> _TASK PROMPT_
Return each line in the rows below that contains the word "white". Case counts.

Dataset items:
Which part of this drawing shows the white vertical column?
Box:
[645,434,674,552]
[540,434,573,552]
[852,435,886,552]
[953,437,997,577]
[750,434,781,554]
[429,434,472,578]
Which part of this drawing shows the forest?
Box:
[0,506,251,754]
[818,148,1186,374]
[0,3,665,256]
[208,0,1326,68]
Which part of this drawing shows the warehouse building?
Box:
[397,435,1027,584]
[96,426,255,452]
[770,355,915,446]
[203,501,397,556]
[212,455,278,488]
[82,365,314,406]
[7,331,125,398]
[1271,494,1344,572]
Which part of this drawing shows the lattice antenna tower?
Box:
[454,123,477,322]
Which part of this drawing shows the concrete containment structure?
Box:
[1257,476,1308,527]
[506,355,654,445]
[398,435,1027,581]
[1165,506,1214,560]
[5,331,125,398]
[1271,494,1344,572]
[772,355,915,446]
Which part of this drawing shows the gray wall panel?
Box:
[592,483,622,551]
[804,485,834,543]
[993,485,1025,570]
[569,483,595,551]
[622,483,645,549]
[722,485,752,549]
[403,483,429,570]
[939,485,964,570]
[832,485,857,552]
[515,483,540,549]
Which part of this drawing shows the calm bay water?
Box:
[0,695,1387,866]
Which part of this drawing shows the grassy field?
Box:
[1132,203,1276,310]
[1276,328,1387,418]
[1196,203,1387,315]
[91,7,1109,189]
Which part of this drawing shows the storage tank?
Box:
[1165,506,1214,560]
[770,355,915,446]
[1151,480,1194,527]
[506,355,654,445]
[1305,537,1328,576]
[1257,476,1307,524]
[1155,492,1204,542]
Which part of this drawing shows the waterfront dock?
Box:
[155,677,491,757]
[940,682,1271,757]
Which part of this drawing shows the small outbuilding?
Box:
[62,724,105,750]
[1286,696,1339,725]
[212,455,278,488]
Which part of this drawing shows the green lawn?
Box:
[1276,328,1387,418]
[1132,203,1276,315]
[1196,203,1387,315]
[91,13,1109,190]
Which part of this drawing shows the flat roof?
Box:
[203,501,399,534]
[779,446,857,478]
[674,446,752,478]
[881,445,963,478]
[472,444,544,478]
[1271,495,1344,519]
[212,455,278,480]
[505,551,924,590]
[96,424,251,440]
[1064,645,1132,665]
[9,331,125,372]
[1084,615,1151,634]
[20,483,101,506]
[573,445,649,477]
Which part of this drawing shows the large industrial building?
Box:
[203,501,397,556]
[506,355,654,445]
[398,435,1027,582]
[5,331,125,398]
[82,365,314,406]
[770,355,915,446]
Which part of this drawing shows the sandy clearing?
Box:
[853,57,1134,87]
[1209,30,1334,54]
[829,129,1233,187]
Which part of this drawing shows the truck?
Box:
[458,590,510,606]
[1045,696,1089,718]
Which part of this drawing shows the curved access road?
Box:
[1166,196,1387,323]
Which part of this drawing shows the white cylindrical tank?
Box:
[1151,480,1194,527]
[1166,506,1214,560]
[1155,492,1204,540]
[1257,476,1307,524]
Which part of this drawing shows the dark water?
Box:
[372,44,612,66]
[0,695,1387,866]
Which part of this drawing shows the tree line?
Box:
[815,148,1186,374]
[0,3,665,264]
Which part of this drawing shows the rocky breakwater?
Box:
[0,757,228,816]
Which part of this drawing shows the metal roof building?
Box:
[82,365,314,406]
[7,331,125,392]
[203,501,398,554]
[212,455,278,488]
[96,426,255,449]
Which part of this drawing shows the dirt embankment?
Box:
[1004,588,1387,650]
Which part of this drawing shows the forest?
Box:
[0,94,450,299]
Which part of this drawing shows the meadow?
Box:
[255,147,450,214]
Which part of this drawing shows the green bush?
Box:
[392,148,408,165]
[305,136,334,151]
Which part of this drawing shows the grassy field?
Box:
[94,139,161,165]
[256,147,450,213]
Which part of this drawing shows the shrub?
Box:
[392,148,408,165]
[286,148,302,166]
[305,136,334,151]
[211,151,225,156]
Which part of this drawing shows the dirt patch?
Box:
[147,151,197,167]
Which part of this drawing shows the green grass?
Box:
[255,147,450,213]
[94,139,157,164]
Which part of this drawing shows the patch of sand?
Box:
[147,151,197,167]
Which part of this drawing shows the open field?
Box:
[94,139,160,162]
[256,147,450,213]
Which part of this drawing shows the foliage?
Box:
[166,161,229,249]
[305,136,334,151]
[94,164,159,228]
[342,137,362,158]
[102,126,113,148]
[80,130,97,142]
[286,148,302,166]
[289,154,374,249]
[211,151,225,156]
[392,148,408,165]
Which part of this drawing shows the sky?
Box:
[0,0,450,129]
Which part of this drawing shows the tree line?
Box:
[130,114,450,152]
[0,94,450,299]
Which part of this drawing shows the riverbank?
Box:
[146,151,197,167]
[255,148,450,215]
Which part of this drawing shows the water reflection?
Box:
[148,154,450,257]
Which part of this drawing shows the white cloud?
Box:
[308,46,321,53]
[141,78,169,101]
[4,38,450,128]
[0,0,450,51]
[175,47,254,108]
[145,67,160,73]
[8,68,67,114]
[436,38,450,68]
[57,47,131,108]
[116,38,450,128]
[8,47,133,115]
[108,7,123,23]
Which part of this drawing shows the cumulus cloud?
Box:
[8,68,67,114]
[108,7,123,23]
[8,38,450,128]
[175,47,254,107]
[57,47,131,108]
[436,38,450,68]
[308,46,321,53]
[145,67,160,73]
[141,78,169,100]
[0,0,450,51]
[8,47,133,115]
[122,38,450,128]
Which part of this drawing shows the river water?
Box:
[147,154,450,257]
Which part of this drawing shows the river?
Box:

> _EXERCISE RESULT_
Which part of this drawing shows the white vertical column?
Which part of this drawing shows the white cylindrical tank?
Which part of this drawing shows the white cloud?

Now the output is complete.